The KILN approach is not necessarily new—scholarships, intervention, and tutoring have been around for many years. KILN’s strength, says Read, is the way it tailors support to each student. “It’s not one size fits all.

Everybody can be successful.” KILN now serves 43 undergraduates and 10 graduate nursing students in a school of 385 undergraduates and 295 master’s degree candidates. In addition, during the past five years, the Robert Wood Johnson Foundation New Careers in Nursing program has provided $10,000 scholarships to more than 40 students from underrepresented minority groups and disadvantaged socioeconomic backgrounds who are accepted to the Connell School’s accelerated master’s in nursing program.

Deborah Washington (center) leads a unit-based training at Massachusetts General Hospital.

Deborah Washington (center) leads a unit-based training at Massachusetts General Hospital.
——
#### Apply what you read
• 1. How many undergraduates does KILN now serve, according to the passage on the KILN program?
• 2. Transcribe the passage on the KILN program from "Everybody can be" up to and including "in nursing program.".
You will not need the listing for these tasks.

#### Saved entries
——
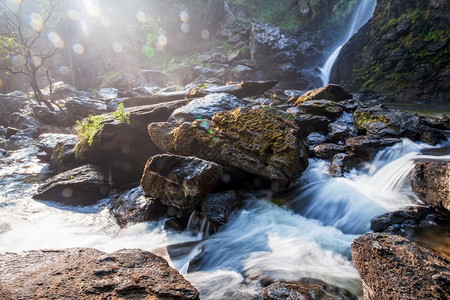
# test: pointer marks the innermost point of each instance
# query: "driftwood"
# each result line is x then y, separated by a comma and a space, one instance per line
240, 90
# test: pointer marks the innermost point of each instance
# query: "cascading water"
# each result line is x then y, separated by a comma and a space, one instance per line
362, 14
310, 237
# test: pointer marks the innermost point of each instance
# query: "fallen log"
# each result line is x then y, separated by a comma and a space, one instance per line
240, 90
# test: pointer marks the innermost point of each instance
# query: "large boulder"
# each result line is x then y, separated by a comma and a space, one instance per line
306, 288
135, 207
252, 140
179, 181
403, 52
124, 147
81, 186
431, 183
393, 123
392, 267
206, 107
83, 273
368, 146
9, 104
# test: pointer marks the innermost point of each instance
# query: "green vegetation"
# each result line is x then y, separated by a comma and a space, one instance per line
121, 115
87, 130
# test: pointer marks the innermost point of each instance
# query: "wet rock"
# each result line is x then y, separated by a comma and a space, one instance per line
405, 222
81, 186
48, 142
338, 133
366, 147
431, 183
83, 273
79, 108
9, 104
158, 77
393, 267
179, 181
393, 123
306, 288
123, 147
327, 150
252, 140
134, 207
308, 123
206, 107
63, 156
342, 163
327, 108
219, 206
315, 139
331, 92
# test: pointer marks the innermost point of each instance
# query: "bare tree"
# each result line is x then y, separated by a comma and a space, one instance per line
26, 40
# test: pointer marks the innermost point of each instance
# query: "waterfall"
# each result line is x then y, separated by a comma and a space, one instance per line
362, 14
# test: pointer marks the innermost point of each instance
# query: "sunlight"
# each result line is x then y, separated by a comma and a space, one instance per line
56, 40
91, 9
140, 15
78, 48
64, 70
74, 15
37, 21
106, 22
117, 47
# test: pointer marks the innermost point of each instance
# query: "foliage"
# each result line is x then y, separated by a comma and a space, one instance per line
121, 115
87, 128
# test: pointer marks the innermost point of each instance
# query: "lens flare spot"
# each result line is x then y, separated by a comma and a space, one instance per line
140, 15
37, 61
205, 34
73, 14
184, 16
117, 47
18, 60
56, 40
162, 42
37, 21
78, 48
185, 27
106, 22
67, 192
64, 70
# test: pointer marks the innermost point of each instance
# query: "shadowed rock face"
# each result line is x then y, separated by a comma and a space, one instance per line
179, 181
393, 267
431, 183
84, 185
83, 273
254, 141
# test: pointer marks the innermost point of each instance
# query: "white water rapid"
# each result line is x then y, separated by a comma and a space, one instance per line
360, 17
310, 237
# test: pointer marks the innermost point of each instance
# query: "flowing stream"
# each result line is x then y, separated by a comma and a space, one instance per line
360, 17
308, 237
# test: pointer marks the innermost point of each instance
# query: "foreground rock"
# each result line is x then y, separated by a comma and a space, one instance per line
431, 182
81, 186
124, 147
252, 140
308, 289
179, 181
81, 273
393, 267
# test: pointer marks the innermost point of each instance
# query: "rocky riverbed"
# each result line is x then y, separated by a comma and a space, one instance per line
201, 161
——
#### Per-task answers
• 1. KILN now serves 43 undergraduates.

• 2.
Everybody can be successful.” KILN now serves 43 undergraduates and 10 graduate nursing students in a school of 385 undergraduates and 295 master’s degree candidates. In addition, during the past five years, the Robert Wood Johnson Foundation New Careers in Nursing program has provided $10,000 scholarships to more than 40 students from underrepresented minority groups and disadvantaged socioeconomic backgrounds who are accepted to the Connell School’s accelerated master’s in nursing program.